-- Problem --
List each line in the records below that contains the string "field". Matches are case-sensitive.

-- Dataset extract --
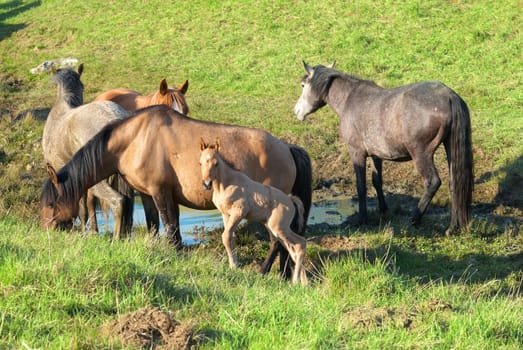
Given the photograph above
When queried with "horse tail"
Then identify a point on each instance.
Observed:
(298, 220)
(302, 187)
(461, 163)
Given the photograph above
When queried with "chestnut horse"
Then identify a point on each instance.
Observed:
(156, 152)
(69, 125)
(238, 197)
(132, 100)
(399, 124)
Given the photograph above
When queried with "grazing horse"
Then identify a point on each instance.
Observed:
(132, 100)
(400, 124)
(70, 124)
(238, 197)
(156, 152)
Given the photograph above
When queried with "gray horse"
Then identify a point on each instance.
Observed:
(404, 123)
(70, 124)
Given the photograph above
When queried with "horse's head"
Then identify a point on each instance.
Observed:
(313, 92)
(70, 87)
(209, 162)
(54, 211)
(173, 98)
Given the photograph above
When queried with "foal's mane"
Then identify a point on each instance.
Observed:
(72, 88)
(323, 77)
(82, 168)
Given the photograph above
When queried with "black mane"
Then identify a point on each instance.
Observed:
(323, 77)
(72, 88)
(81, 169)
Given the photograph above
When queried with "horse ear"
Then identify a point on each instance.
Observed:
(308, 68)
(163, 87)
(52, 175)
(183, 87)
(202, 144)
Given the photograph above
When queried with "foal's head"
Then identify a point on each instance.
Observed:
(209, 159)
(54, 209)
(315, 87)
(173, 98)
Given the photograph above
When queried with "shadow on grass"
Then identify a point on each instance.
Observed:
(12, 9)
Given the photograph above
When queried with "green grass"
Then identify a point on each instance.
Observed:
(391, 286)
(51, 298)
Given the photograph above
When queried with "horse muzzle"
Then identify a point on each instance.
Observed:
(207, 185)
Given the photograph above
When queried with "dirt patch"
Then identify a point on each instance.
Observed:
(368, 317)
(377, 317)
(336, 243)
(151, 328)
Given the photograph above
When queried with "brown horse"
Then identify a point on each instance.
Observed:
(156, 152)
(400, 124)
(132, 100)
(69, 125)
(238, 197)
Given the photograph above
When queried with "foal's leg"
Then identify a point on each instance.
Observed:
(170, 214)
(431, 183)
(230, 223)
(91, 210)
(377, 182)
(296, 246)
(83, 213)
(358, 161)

* * *

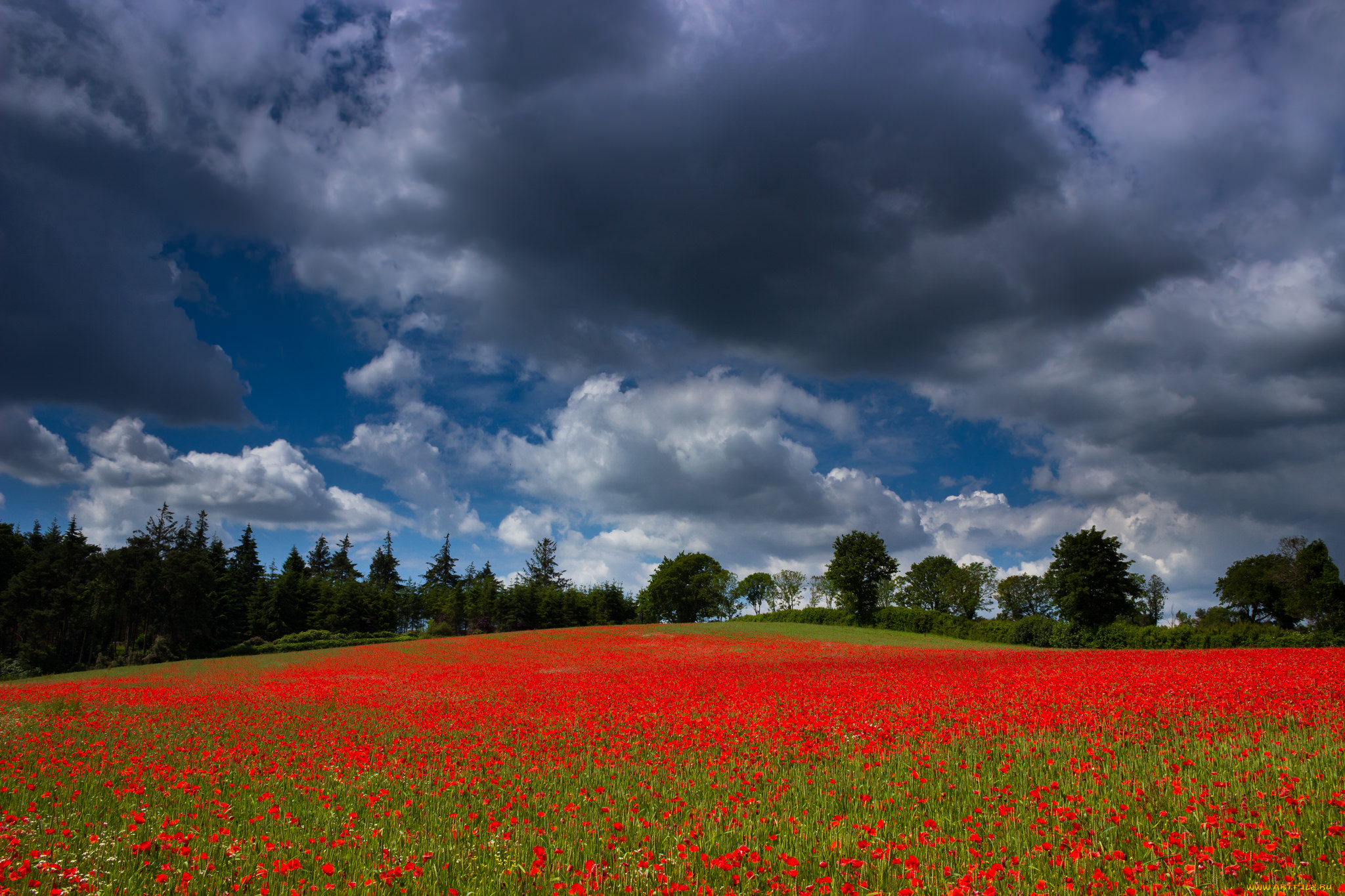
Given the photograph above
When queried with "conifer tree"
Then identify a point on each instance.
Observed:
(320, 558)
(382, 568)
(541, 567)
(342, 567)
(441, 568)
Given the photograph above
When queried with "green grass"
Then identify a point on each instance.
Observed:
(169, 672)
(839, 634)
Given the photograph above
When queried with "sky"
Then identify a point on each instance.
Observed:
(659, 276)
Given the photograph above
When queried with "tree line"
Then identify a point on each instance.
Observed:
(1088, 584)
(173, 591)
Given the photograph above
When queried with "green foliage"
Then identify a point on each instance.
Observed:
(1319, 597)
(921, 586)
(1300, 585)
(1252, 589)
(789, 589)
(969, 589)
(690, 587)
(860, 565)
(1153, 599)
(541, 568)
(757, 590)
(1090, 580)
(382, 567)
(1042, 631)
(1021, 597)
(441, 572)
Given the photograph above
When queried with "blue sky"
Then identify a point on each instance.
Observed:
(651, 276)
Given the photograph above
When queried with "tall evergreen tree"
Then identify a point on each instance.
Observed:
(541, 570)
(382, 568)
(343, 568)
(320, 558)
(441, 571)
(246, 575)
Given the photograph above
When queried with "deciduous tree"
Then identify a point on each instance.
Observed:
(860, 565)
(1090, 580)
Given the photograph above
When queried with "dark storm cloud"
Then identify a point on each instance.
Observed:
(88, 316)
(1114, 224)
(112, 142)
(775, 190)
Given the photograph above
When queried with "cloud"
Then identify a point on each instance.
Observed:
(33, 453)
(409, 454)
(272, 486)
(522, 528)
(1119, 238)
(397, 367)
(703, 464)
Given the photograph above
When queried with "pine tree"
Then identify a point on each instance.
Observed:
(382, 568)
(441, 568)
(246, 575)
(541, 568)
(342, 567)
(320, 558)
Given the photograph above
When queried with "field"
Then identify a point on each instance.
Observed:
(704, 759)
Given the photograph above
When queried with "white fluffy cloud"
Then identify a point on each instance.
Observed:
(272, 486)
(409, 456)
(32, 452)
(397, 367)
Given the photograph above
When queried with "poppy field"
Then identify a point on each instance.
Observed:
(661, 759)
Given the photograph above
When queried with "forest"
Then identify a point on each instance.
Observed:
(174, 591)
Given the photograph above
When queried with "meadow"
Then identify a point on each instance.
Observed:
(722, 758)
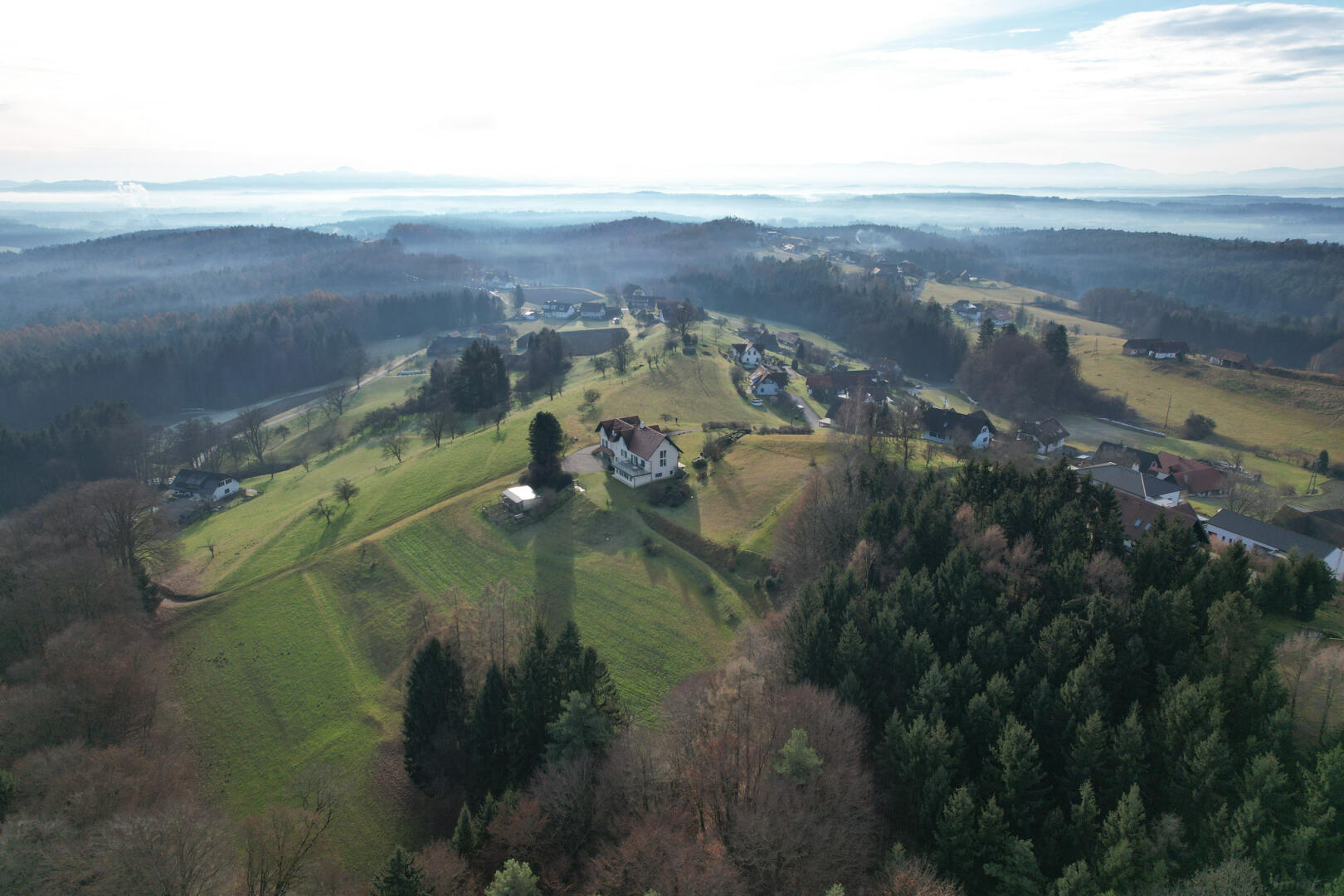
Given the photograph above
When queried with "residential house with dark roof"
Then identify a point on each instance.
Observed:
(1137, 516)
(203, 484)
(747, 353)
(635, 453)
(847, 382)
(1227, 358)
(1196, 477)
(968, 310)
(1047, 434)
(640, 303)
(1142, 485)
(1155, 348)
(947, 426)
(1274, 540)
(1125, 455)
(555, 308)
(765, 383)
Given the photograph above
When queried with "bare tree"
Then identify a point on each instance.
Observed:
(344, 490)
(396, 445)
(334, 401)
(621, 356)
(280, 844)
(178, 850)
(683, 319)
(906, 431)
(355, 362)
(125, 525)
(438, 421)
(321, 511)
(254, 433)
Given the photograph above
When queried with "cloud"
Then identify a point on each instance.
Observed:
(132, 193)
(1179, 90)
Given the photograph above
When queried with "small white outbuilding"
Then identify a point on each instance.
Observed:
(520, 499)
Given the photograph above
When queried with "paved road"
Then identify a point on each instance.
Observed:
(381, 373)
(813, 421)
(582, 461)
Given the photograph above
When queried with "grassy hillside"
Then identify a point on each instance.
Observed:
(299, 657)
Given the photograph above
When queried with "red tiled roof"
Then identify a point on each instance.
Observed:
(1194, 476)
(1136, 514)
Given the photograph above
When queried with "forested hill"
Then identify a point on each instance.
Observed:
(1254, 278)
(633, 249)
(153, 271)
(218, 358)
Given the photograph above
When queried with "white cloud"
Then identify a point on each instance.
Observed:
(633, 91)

-- Solution for this task --
When queried with "field"
When queried with "poppy field"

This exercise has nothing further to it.